• _Objectif de l'exercice_
Répondez à ces questions en vous appuyant sur l'entretien avec Luciano Canfora.
(a) Quel âge a Luciano Canfora ?
(b) En quelle année et dans quel lieu a-t-il qualifié la présidente du Conseil des ministres de «néonazie dans l'âme» ?
(c) Chez quel éditeur et en quelle année *la Nature du pouvoir* a-t-il paru ?

Luciano Canfora : «Je suis profondément reconnaissant de cette vague de soutien»
L’intellectuel communiste italien, attaqué pour diffamation par Giorgia Meloni, persiste et signe. Il explique qu’il se sent «tout à fait tranquille».
«Une affaire extrêmement grave», juge dans une tribune (lire ci-contre) un collectif d’une centaine d’universitaires européens, rejoints par des dizaines de collègues chaque jour. Pour la première fois depuis la fin de la Seconde Guerre mondiale, un chef de gouvernement traîne en justice un universitaire. Et pas n’importe lequel : Giorgia Meloni s’attaque à Luciano Canfora, 81 ans, illustre philologue classique (étude des langues et de la littérature grecque et latine) reconnu et apprécié dans le monde entier, communiste revendiqué. Publiés en français, ses travaux les plus connus décortiquent la démocratie et le pouvoir, puisant dans l’Antiquité matière à éclairer le temps présent (l’Imposture démocratique: du procès de Socrate à l’élection de G. W. Bush, Flammarion, 2003 ; la Démocratie : histoire d’une idéologie, Seuil, 2006 ; la Nature du pouvoir, les Belles Lettres, 2010).
En 2022, Canfora intervenait dans un lycée de sa ville natale des Pouilles et qualifiait la présidente du Conseil des ministres de «néonazie dans l’âme». Meloni, qui n’occupait pas encore ses fonctions actuelles, avait menacé de le traîner devant la justice, ce qu’elle a donc finalement fait. Mais ce procès en diffamation n’effraie pas l’historien.
Dans quel état d’esprit vous trouvez-vous à la veille du procès que vous intente Giorgia Meloni ?
Etant persuadé de la légitimité de mon hypothèse concernant la «psychologie des profondeurs» de ma plaignante, je suis tout à fait tranquille, tout en étant étonné de l’action judiciaire qu’elle a entreprise. Je suis profondément reconnaissant de la vague de soutien qui se manifeste dans toute l’Europe. Je m’en réjouis : il y a encore des gens d’esprit !
Quel regard l’historien de la démocratie que vous êtes porte-t-il sur cette attaque contre un chercheur, inédite depuis 1945 ?

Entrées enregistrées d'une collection
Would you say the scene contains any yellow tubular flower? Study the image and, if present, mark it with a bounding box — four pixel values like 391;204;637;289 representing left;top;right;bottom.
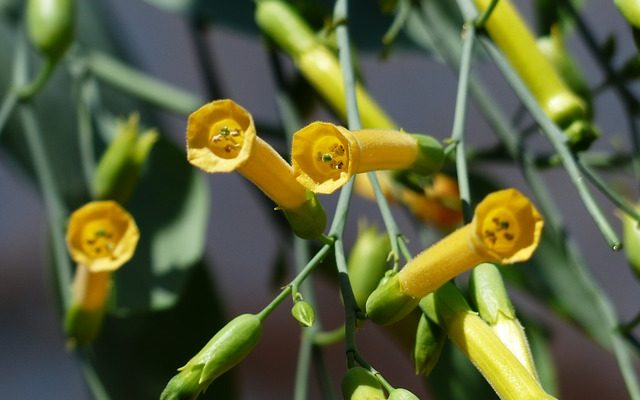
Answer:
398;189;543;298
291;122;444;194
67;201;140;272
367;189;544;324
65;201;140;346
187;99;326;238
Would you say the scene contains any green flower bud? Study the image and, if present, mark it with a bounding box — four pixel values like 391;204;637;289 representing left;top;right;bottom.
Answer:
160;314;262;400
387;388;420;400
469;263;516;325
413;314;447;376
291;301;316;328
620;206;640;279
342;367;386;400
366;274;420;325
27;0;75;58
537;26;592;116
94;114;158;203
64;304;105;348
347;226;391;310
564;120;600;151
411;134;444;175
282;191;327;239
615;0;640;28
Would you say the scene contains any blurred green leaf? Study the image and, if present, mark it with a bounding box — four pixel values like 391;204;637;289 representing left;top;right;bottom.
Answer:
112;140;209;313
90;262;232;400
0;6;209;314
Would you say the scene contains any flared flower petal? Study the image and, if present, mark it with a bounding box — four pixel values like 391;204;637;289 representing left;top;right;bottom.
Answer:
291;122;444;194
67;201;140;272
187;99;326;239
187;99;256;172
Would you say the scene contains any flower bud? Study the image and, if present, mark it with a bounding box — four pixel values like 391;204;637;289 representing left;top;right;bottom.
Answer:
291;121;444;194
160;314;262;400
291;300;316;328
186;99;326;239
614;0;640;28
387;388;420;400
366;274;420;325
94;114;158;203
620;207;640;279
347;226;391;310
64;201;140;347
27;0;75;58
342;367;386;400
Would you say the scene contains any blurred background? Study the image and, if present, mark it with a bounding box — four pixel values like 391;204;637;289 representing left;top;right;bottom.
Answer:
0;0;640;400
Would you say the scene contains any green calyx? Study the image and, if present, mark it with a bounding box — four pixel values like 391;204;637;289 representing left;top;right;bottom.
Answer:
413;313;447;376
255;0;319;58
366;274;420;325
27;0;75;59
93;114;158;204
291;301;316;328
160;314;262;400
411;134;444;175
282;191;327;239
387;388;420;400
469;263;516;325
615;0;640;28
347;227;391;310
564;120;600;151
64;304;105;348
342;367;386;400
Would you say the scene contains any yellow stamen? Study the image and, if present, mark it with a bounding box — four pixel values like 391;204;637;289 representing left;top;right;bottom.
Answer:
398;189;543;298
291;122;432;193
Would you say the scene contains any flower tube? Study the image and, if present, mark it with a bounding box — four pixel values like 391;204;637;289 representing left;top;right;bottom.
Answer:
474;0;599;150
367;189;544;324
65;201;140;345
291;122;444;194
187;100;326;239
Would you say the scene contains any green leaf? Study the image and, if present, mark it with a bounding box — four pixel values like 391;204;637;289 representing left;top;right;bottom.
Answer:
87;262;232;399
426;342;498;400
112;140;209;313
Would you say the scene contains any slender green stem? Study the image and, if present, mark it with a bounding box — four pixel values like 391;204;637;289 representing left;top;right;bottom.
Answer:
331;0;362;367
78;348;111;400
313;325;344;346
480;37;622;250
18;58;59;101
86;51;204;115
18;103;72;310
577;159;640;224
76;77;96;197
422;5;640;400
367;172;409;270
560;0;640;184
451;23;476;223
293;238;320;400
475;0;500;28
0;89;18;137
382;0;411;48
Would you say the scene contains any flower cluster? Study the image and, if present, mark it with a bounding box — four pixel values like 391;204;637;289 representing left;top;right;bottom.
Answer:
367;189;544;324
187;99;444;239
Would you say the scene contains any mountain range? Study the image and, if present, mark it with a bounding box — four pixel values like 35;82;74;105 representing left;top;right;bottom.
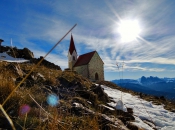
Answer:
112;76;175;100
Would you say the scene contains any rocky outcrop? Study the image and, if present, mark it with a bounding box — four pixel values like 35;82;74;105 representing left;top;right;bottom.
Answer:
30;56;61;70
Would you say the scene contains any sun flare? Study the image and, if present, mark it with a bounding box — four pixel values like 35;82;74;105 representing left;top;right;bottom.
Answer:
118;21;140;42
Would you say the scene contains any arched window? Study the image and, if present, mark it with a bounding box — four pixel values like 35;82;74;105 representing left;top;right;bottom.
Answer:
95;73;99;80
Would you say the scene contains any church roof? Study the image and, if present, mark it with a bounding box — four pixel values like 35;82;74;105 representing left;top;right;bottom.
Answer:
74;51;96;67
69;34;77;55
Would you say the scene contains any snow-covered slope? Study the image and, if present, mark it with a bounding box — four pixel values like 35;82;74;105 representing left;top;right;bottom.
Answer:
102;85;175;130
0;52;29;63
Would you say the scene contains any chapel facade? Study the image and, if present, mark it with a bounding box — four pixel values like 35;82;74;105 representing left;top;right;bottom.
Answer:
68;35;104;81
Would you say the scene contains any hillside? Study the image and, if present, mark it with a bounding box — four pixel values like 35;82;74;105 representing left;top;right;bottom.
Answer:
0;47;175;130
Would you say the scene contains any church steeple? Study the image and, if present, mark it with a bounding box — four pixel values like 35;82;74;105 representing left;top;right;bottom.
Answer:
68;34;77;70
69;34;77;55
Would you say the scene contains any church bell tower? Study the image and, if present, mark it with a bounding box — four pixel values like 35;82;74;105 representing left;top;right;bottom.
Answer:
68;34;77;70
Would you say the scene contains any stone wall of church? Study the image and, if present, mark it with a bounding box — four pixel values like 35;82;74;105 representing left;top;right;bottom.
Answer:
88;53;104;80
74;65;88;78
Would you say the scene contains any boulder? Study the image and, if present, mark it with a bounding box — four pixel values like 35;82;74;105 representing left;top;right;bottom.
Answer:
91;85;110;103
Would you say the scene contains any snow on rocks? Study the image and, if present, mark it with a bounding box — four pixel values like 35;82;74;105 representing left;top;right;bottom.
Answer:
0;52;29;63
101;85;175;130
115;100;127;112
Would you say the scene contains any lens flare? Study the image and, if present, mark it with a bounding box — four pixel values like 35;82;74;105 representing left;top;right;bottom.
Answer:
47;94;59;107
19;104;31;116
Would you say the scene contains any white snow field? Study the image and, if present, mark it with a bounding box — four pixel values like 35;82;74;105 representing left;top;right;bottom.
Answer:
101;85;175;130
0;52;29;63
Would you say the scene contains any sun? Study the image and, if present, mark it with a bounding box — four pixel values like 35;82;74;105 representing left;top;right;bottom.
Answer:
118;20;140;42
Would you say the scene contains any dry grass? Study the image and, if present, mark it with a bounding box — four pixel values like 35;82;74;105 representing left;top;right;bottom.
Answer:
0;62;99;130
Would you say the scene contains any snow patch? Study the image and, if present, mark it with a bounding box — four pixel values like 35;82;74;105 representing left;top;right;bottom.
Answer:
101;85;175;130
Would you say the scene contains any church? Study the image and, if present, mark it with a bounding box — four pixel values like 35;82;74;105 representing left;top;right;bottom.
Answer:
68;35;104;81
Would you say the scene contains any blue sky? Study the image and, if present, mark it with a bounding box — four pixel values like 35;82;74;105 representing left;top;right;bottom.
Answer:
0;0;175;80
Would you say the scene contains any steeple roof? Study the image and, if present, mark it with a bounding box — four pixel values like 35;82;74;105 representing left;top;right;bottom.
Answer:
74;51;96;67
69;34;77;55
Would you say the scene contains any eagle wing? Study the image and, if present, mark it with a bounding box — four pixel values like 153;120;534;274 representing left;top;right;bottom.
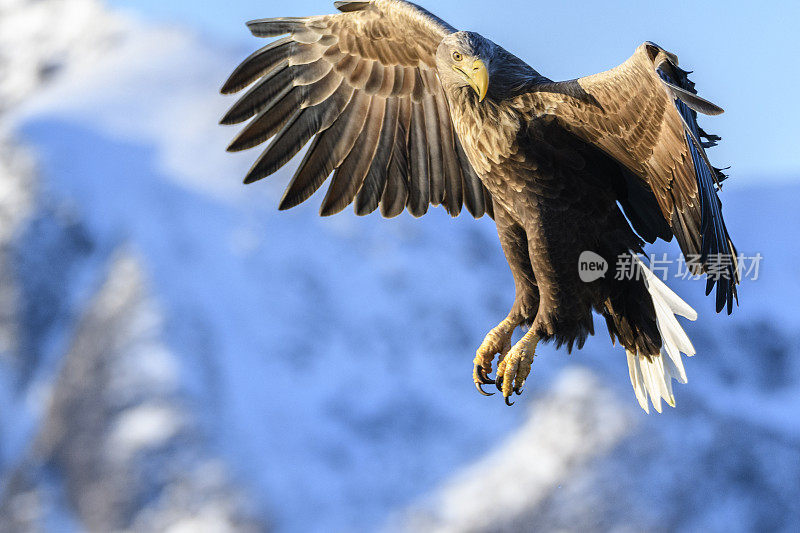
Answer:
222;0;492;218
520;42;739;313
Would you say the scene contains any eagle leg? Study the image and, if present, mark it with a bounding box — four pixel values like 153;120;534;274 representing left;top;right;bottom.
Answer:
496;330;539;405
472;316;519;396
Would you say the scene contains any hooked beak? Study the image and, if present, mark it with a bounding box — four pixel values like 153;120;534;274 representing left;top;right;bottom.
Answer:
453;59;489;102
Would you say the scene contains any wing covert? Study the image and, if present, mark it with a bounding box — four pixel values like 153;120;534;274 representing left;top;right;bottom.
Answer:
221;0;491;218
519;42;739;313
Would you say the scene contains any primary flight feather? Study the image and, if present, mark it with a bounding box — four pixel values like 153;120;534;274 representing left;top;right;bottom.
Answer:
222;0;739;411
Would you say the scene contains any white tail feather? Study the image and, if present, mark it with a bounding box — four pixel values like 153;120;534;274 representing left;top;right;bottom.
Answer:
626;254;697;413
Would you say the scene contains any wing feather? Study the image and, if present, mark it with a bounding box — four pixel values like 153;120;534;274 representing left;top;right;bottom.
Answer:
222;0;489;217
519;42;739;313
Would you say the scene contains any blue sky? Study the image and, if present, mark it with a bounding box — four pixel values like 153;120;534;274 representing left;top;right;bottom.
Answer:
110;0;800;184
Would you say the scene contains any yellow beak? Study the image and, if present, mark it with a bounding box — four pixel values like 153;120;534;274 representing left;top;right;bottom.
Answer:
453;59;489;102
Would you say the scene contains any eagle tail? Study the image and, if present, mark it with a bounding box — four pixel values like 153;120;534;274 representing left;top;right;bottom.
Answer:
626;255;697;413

• _Corrigé de l'exercice_
(a) Luciano Canfora a 81 ans.
(b) Il l'a fait en 2022, dans un lycée de sa ville natale des Pouilles.
(c) *La Nature du pouvoir* a paru aux Belles Lettres en 2010.